§ **AVAILABLE RECORDS**
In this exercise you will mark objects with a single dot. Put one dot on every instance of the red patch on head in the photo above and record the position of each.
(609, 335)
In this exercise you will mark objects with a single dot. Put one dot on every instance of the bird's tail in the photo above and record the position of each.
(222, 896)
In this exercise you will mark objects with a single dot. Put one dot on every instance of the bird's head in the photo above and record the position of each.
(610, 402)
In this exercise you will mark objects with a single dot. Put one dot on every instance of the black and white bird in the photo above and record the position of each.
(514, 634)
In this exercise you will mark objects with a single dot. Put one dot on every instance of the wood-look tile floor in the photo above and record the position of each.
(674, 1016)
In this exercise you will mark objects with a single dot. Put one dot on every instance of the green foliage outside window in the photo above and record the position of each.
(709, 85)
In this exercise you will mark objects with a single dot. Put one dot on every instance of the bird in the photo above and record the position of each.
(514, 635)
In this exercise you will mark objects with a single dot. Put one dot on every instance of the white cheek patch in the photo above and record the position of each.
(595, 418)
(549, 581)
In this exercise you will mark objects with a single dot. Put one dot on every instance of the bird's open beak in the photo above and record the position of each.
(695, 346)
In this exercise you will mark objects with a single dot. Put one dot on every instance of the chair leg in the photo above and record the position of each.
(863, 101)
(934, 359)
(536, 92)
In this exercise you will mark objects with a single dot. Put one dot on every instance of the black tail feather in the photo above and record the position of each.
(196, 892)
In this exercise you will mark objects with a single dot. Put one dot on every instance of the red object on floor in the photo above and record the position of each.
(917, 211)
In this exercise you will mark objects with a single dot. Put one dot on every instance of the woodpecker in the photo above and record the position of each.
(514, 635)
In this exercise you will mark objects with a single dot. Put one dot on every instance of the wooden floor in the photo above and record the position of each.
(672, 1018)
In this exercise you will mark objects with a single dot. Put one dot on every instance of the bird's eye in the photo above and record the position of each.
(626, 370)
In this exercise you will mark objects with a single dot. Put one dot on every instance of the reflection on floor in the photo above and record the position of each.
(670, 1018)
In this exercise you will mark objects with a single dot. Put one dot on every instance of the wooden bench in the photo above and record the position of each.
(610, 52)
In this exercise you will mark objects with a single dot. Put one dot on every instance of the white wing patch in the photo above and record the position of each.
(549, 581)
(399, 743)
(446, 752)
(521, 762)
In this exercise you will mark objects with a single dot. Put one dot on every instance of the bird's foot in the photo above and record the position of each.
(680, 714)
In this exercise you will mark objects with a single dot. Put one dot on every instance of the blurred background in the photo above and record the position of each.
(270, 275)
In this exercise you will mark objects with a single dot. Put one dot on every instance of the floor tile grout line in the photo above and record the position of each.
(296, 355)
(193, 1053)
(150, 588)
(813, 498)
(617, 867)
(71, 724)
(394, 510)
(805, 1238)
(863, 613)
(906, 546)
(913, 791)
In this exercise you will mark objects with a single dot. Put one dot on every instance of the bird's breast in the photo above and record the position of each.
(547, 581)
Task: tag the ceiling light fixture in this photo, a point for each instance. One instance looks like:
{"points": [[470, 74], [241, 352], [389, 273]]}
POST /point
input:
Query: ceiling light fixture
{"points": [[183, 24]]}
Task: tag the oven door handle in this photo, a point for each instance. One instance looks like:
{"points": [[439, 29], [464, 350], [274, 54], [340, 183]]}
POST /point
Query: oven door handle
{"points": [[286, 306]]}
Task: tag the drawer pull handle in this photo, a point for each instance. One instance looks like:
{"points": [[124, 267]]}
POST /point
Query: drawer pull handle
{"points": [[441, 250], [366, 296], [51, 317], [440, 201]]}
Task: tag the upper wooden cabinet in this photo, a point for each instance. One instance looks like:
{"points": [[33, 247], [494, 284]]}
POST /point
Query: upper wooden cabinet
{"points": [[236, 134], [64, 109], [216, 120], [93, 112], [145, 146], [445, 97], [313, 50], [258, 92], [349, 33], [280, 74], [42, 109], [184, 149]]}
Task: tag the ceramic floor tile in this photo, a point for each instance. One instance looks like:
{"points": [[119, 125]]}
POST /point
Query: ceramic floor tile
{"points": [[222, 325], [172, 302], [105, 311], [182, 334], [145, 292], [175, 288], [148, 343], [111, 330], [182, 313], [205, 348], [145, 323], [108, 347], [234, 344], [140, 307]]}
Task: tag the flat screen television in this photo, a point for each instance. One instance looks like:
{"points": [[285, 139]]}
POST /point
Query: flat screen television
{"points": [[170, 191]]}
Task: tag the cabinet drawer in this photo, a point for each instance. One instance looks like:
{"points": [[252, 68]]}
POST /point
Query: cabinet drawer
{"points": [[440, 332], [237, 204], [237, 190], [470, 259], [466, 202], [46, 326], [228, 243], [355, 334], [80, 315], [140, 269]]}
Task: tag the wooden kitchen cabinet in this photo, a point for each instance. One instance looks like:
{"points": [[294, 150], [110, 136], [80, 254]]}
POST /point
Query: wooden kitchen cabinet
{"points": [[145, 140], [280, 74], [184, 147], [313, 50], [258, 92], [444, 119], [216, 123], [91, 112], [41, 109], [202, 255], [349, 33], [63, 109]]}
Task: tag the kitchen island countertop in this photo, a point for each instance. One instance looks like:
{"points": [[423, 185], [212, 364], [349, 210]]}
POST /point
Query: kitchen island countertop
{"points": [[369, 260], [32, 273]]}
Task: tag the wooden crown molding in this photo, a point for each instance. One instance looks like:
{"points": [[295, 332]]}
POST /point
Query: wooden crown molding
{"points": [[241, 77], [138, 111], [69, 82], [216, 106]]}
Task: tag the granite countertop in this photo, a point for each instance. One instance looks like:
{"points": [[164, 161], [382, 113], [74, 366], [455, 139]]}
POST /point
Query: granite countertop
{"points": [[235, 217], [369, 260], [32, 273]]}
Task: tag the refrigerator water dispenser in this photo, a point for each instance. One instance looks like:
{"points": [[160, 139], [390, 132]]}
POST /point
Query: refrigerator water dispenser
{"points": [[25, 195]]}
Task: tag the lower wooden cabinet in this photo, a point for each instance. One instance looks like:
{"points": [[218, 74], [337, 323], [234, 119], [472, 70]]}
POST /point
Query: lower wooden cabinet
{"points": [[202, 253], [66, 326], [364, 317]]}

§ **GIVEN EXERCISE**
Repeat each record exactly, leaving nothing out.

§ **THE OUTPUT**
In this exercise you will mark objects with a single dot. Put one dot on every instance of the red patch on head in the photo above and record the position of each.
(609, 335)
In this exercise you will mark objects with a single dot. Put one dot on every instance of the bird's tail in the photo above and record the position of each.
(222, 896)
In this exercise you will mark objects with a single dot. Put one dot on every instance of the bird's head in the photo above and record the position of each.
(610, 402)
In this exercise you will mark objects with a single dot. Put one dot on every instance of the black and white bird in the photo above and record the position of each.
(514, 634)
In this exercise you will mark objects with a single dot. Put one dot on every instance of the wood-look tile floor in the photo above and record the position of each.
(674, 1016)
In this exercise you will mark objects with a single dot. Put one dot on every instance of the green foliage outside window in the photo above and record the position of each.
(709, 85)
In this exercise you will mark objects with a single dot. Put one dot on every instance of the bird in the photo above and record the position of each.
(514, 635)
In this exercise you will mark objects with a single dot. Put one dot on every instance of the white cheek patch in the photo above and record the position of each.
(595, 418)
(549, 581)
In this exercise you will mark objects with a single dot. Put one dot on every instance of the bird's open beak in the photo above and record the position of each.
(695, 346)
In this exercise you will mark objects with a single dot. Put one dot on every instance of the chair leg in the photo above and record the position of each.
(863, 101)
(934, 359)
(536, 92)
In this exercise you will mark objects with a single dot. Put one dot on every instance of the black tail feather in the photo above and record the position of each.
(196, 892)
In this exercise you will mark objects with a single dot. Put one dot on every instance of the red object on floor in the photo above and record the position of each.
(917, 211)
In this exercise you will mark objects with a single dot. Put one dot on every instance of the woodpecker in the photo above and record the position of each.
(514, 635)
In this exercise you will mark objects with a single dot. Put one dot on every instance of the wooden floor in the photo above and record the position of each.
(672, 1018)
In this exercise you will mark objects with a single dot. Put one dot on every instance of the bird's eye in the photo above and record the position of each.
(626, 370)
In this exercise you will mark objects with a single dot. Put one dot on every instance of the reflection on floor in the photo above and record the position of each.
(670, 1018)
In this exercise you will mark objects with a single dot. Put one dot on every instance of the wooden bench in the photo above and record the position of each.
(610, 52)
In this exercise you will mark objects with a single dot. Put one dot on every instance of the white wing patch in the photo above and record the position of each.
(549, 581)
(399, 743)
(446, 752)
(521, 762)
In this exercise you will mark objects with a single dot. Put one dot on every instance of the bird's foot in the photo above and record the position of each.
(680, 714)
In this exercise you will mark objects with a single dot. Put one dot on every instance of the blurred background in the photo above and record the position of each.
(270, 275)
In this exercise you will mark objects with a single dot. Put one dot on every instance of the floor tile grout line in the photo above and record the position of each.
(296, 355)
(193, 1053)
(150, 588)
(813, 498)
(617, 867)
(71, 724)
(394, 510)
(805, 1238)
(863, 613)
(906, 546)
(913, 791)
In this exercise you will mark objects with a single dot. Put one dot on every instance of the bird's breast in the photo above and record the position of each.
(547, 581)
Task: tag the ceiling light fixture in this photo, a point for each instance. One instance looks like:
{"points": [[470, 74], [241, 352], [389, 273]]}
POST /point
input:
Query: ceiling light fixture
{"points": [[183, 24]]}
Task: tag the oven door handle in this photo, a point for each instance. One instance looks like:
{"points": [[439, 29], [464, 350], [274, 54], [340, 183]]}
POST /point
Query: oven door handle
{"points": [[286, 306]]}
Task: tag the drawer pull handle in this photo, a point for each instance. One instance looks like:
{"points": [[124, 267]]}
POST /point
Query: drawer pull handle
{"points": [[441, 250], [366, 296], [51, 317], [440, 201]]}
Task: tag the upper wooden cabinet in this photo, a point for each instance. One instance looks like:
{"points": [[33, 247], [494, 284]]}
POST /point
Query: upper wooden cabinet
{"points": [[236, 134], [64, 109], [216, 120], [93, 112], [145, 146], [445, 97], [313, 50], [258, 92], [349, 33], [280, 74], [42, 109], [184, 149]]}
Task: tag the ceramic floor tile in this photo, a point for each instance. One instance looks like:
{"points": [[119, 125]]}
POST /point
Query: ceramic floor tile
{"points": [[222, 325], [172, 302], [105, 311], [182, 334], [145, 292], [175, 288], [148, 343], [111, 330], [182, 313], [205, 348], [145, 323], [108, 347], [234, 344], [140, 307]]}
Task: tag the flat screen television in this photo, a point for each instance. One instance looks like:
{"points": [[285, 139]]}
POST /point
Query: flat screen television
{"points": [[170, 191]]}
Task: tag the cabinet drawer in this photo, a point for each instance. One instance looks like:
{"points": [[252, 68]]}
POST /point
Query: cabinet drawer
{"points": [[440, 332], [237, 204], [237, 190], [470, 259], [466, 202], [46, 326], [228, 243], [355, 334], [80, 315], [140, 269]]}
Task: tag the wooden kitchen cabinet in this photo, a point for each instance. One instance looks like:
{"points": [[294, 150], [110, 136], [80, 254]]}
POST /point
Query: wooden kitchen cabinet
{"points": [[145, 140], [280, 74], [184, 147], [313, 50], [258, 92], [444, 119], [216, 123], [91, 112], [41, 109], [202, 255], [349, 33], [63, 109]]}
Task: tag the kitchen island countertop in this photo, a point for each instance. One instance looks like:
{"points": [[423, 185], [212, 364], [349, 210]]}
POST /point
Query: kitchen island countertop
{"points": [[369, 260], [32, 273]]}
Task: tag the wooden crown molding in this photo, a point for each instance. One instance looks like:
{"points": [[295, 332]]}
POST /point
Query: wooden crown molding
{"points": [[241, 77], [138, 111], [69, 82], [216, 106]]}
Task: tag the granite countertop in this photo, a point for each instance. One instance looks like:
{"points": [[164, 161], [382, 113], [74, 366], [455, 139]]}
POST /point
Query: granite countertop
{"points": [[235, 217], [369, 260], [32, 273]]}
Task: tag the refrigerator water dispenser in this photo, a point for each instance. One instance looks like:
{"points": [[160, 139], [390, 132]]}
POST /point
Query: refrigerator water dispenser
{"points": [[25, 195]]}
Task: tag the lower wooden cabinet in this photo, a point for each instance. One instance looks like:
{"points": [[218, 74], [337, 323], [234, 119], [472, 70]]}
POST /point
Query: lower wooden cabinet
{"points": [[202, 253], [66, 326], [364, 317]]}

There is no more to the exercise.